Stored data entries
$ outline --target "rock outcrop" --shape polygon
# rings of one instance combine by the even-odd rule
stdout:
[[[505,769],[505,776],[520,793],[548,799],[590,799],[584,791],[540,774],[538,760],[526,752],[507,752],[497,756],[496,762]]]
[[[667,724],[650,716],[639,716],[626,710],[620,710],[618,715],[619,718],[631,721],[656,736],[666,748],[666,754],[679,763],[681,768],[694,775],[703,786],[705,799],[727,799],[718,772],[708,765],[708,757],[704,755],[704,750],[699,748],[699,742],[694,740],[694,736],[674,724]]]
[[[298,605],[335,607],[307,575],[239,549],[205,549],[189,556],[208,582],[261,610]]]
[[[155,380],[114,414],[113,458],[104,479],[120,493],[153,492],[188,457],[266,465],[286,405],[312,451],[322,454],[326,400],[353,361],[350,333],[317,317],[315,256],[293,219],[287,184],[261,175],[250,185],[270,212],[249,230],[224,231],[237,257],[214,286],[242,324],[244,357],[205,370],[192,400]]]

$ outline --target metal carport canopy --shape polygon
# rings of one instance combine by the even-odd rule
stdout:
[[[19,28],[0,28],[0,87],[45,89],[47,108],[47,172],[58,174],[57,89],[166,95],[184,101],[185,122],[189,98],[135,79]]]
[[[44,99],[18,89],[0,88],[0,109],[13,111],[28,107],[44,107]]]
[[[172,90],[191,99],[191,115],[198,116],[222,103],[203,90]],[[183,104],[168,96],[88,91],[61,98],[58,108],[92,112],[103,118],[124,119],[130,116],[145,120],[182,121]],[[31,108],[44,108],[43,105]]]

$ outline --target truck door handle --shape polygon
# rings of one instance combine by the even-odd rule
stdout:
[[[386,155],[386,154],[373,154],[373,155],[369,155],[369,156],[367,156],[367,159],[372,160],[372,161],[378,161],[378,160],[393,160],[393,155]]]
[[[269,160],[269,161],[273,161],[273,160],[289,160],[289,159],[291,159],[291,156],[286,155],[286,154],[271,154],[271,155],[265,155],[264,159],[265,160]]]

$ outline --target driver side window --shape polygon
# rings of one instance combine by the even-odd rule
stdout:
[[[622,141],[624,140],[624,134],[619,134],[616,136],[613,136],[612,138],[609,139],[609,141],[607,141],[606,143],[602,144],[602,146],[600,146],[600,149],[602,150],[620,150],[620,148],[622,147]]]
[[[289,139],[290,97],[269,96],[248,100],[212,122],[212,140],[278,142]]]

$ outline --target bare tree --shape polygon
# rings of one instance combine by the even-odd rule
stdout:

* * *

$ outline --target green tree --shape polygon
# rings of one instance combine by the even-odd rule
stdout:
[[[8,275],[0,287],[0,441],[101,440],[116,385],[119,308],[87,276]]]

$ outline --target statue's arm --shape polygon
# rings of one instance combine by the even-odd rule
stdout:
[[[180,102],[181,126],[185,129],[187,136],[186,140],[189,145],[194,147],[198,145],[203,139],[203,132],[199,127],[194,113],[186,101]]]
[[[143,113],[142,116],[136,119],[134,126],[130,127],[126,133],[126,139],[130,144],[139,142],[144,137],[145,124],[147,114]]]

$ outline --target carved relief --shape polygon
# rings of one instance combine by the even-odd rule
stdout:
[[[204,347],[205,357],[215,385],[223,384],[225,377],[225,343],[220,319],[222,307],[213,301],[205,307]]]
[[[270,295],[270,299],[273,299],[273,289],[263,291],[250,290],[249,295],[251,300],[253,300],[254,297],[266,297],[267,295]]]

▶ _TASK_
Your answer should be every line above that contains the word "polygon".

▶ _FINISHED EXERCISE_
$ outline --target "rock outcrop" --shape polygon
$ outline --target metal carport canopy --shape polygon
$ outline --target truck door handle --shape polygon
$ outline --target driver side window --shape polygon
$ outline --target bare tree --shape polygon
$ outline --target green tree --shape polygon
$ outline --target statue's arm --shape polygon
$ outline --target carved relief --shape polygon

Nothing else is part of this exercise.